### The problem
Carry on the personal essay about wanting to feel free from the point where it stops, after the skydiving scream.

### Given passage
= = = = =
There are some times in life when I’m honest with myself – maybe I’ve had too little sleep, or it's low blood sugar or PMS – whatever it is… But something clicks over and I let my barriers down enough to be honest. And I hear this voice in my head saying, “I just wanna be free." I ask myself, “Am I free?”
Why do I feel this way? I have all my rights and freedoms. I’m a middle class, white Canadian, university educated, blah blah blah… what do I know about not being free?
But my soul has this craving for liberation, and all I want is to fly high up into the sky and scream at the top of my lungs.
Once in 2005, I went skydiving (okay, I went three times but that’s another story). I stepped out under the wing of that plane, and flung myself into the sky at a measly 4000 feet. All by myself, alone. The static line jump. After the shoot opened and I found myself peacefully floating above the breathtaking view of the greater Barrie area (if you detect a slight hint of irony here, you’re wrong and not wrong all at once – everything looks perfect from far away), I was actually and literally speechless for moments. Moments and moments and moments. Like, whatever – I have no idea how long it takes to do a 4000 foot jump – probably not long. But anyway, I was free. I floated silently for some amount of time and then suddenly remembered that this was worth celebrating.
So I started to scream! I whooped and hollered, and hooted and howled, and felt like I was Jonathan Livingston and that nothing could stop me.
= = = = =
### Information supplied

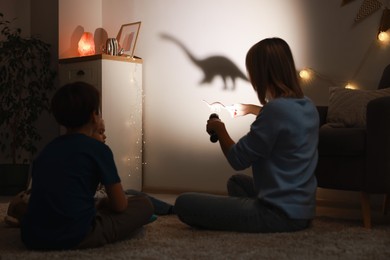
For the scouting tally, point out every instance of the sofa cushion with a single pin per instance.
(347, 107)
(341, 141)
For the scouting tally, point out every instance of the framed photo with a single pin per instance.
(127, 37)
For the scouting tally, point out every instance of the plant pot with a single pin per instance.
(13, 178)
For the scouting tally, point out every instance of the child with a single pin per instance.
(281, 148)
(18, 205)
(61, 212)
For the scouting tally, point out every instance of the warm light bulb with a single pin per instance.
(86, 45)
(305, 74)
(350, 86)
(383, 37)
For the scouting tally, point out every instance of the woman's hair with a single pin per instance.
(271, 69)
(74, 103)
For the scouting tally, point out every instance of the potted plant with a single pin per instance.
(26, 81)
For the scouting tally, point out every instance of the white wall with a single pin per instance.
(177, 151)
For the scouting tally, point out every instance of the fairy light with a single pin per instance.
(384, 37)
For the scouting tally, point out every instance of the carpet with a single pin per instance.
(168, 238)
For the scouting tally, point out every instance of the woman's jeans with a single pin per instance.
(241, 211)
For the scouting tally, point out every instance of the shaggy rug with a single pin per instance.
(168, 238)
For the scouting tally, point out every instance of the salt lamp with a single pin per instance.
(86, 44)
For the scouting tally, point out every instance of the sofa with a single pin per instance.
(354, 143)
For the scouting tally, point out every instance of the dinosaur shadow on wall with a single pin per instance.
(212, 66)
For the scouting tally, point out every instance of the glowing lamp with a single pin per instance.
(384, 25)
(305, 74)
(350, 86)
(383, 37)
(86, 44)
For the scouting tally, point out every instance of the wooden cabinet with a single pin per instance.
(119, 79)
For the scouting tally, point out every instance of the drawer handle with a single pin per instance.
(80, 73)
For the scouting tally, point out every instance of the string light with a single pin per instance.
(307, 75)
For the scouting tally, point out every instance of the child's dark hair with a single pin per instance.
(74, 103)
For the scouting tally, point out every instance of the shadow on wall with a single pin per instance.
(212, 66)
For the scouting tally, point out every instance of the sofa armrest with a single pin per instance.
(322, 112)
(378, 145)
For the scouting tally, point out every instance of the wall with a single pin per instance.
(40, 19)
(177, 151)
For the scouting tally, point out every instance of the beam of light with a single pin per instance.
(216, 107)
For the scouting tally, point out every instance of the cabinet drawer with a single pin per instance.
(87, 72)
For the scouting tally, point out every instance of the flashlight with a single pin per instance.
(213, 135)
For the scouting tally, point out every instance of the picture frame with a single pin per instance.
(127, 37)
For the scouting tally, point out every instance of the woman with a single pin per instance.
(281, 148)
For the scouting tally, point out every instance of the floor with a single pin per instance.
= = = = =
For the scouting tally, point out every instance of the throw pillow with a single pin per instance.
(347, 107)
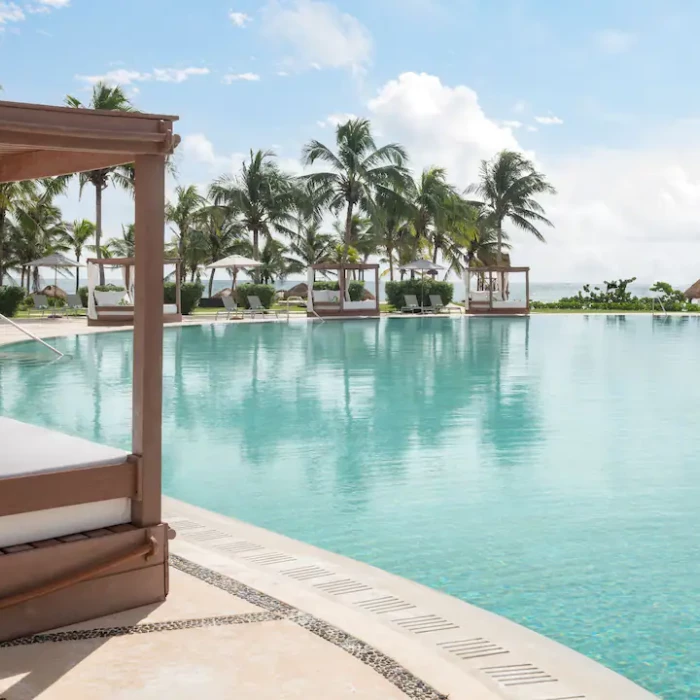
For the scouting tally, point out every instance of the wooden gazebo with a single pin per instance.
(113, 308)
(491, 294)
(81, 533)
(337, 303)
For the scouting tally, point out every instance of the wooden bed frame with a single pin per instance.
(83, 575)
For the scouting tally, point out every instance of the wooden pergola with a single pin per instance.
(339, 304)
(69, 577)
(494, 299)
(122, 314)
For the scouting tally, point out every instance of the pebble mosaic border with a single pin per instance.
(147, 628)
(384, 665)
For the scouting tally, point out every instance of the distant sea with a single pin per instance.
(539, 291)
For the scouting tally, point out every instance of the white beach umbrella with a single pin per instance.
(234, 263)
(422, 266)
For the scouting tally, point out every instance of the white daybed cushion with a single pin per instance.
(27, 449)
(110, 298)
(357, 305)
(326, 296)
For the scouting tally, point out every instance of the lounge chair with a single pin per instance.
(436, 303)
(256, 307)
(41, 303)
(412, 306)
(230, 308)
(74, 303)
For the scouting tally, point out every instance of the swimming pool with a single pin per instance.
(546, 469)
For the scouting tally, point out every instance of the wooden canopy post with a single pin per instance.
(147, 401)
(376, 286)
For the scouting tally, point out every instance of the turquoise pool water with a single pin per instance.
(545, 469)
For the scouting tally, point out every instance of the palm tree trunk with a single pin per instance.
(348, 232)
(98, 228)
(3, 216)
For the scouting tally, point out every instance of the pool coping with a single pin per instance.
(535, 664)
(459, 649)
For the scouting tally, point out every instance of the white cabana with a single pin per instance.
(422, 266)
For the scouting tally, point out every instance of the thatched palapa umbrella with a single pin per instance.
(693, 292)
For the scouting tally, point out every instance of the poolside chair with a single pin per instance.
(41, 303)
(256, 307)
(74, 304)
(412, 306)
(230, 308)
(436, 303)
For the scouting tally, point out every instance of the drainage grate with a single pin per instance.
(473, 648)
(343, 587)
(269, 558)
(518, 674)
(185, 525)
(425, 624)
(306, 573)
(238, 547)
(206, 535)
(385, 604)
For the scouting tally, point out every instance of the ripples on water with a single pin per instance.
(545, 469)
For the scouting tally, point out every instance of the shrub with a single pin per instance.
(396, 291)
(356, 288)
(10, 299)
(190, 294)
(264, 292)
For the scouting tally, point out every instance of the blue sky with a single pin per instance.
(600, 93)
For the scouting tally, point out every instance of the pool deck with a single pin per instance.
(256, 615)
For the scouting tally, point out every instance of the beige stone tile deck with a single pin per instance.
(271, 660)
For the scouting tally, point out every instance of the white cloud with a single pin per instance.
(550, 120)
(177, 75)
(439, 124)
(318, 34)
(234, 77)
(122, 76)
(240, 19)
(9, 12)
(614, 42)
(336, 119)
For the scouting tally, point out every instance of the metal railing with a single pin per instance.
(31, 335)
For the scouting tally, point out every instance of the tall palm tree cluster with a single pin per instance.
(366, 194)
= = = = =
### Expected answer
As I mentioned, it’s a whole other story about how I got my feet back on solid ground… But let me ask you right now:
Are you free? Are we??
Because there’s something inside you that needs to be let out; let go; let be; and set free.
Ask yourself at this moment, “What can I do to be free for just one second, right now?” And do it.
'Cause when that craving fades you’ll be back in the Matrix and, not that there’s anything wrong with that but, wouldn’t you rather be alive for just one second (and have everyone around you think you’re a weirdo) than let that feeling pass for another day?
If the answer you said is 'no', just ignore yourself and listen to me instead: yes! Go and strike a victory pose, or howl at the moon, or call your fiancée and tell her you freaking love her, or dance a little jig, or buy that plane ticket. In two seconds you’ll convince yourself back to conformity and you’ll have to wait until tomorrow (/ next week / next month / next year) for freedom to present itself again.
Written from an open place.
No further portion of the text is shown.